• Assigned task:
Copy word for word the stretch of the text on women and arthritis from "The way rheumatoid" through "the same treatments.".

• Excerpt:
Women And Arthritis (No images)
Arthritis affects people of all ages. Diagnosis of most forms of arthritis occurs between the ages of 40 and 60 years old. The rates of arthritis are three times higher in women than in men.
The disease is characterized by chronic joint inflammation. Stiff joints with limited mobility and pain are common symptoms of the disease.
Over 100 forms of arthritis are recognized with three of them being the most common: rheumatoid arthritis, osteoarthritis, and psoriatic arthritis.
Osteoarthritis is the most common form of arthritis. A person may develop the disease due to normal wear in a joint, overuse, injury, or obesity (which places undue stress on the knees and hips). More often than not, the only symptom associated with this form of arthritis is pain resulting from cartilage having worn away from the ends of the bones within the joint. Cartilage and synovial fluid cushion the bones as they move against one another within a joint.
Psoriatic Arthritis causes inflammation of the skin and joints. Raised red, white, and scaly patches of skin develop on the body and one or more joints become inflamed. The fingernails may also become pitted and discolored with this form of arthritis.
Rheumatoid Arthritis is actually an autoimmune disorder. Its exact cause remains unclear. Information presented by WebMd on the topic indicates, it may be a residual response of the immune system following a viral or bacterial infection. Doctors think the body mistakes its own tissues as a remaining threat and concentrates its attack in the joints.
Arthritis Statistics In Women
Arthritis affects 52.5 million American adults based on the data from the 2012-2012 National Health Interview Survey. Approximately 1.3 million adults suffer from rheumatoid arthritis, the autoimmune form of the disease.
Rheumatoid arthritis affects women disproportionately; the number of women with the disease is three times higher than the number of men.
The way rheumatoid arthritis manifests in women also tends to be more severe:
- Women are diagnosed with the disease at younger ages than men are.
- Women report more symptoms of greater severity compared to those of men at the same stage in the disease.
- Women do not experience the same level of symptom relief as men when give the same treatments.
Hormones also seem to play a role in the way women experience rheumatoid arthritis. Pregnant women with the disease seem to experience fewer symptoms during pregnancy, but the disease may resurge post-delivery. Breastfeeding also seems to offer some protection against developing the disease.
The treatment of arthritis varies depending on the patient and the type of arthritis they have. Available treatments for arthritis include pharmaceuticals, surgery, and alternative therapies.
Alternative therapies like yoga, tai chi, biofeedback, and massage work well in conjunction with medicines and nutritional and herbal supplements to alleviate arthritis related pain and other symptoms.

• Extracted information:

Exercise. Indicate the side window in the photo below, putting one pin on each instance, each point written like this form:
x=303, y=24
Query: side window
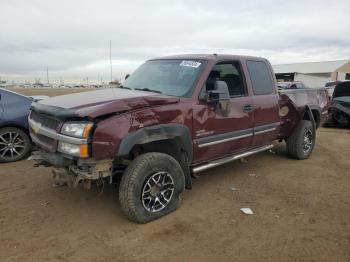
x=230, y=72
x=260, y=77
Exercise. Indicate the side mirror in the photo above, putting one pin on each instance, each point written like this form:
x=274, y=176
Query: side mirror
x=220, y=92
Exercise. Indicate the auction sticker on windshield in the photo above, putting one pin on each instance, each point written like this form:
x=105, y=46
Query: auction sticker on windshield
x=190, y=64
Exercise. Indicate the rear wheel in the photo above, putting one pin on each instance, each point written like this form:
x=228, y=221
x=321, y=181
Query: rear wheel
x=14, y=144
x=151, y=187
x=302, y=142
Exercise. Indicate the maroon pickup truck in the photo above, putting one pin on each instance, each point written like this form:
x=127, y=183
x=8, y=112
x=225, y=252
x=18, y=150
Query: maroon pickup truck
x=173, y=117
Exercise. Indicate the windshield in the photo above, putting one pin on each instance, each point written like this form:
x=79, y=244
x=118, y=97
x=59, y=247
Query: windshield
x=170, y=77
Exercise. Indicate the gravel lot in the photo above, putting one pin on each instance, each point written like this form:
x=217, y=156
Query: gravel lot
x=301, y=213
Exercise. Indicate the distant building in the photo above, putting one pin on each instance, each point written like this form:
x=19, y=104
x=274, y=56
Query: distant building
x=314, y=74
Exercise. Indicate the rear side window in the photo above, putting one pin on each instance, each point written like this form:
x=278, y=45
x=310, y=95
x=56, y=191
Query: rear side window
x=260, y=77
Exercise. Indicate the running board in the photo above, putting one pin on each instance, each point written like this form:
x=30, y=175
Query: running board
x=225, y=160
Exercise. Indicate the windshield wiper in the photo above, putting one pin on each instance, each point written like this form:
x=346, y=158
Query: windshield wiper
x=148, y=90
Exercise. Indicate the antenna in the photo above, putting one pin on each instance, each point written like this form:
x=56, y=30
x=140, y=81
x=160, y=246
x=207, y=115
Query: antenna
x=110, y=57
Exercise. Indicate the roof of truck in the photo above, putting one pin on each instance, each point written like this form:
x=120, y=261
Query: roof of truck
x=213, y=57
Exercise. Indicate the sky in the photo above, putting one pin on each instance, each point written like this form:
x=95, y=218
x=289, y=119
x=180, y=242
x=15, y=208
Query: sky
x=71, y=38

• Solution for this exercise:
The way rheumatoid arthritis manifests in women also tends to be more severe:
- Women are diagnosed with the disease at younger ages than men are.
- Women report more symptoms of greater severity compared to those of men at the same stage in the disease.
- Women do not experience the same level of symptom relief as men when give the same treatments.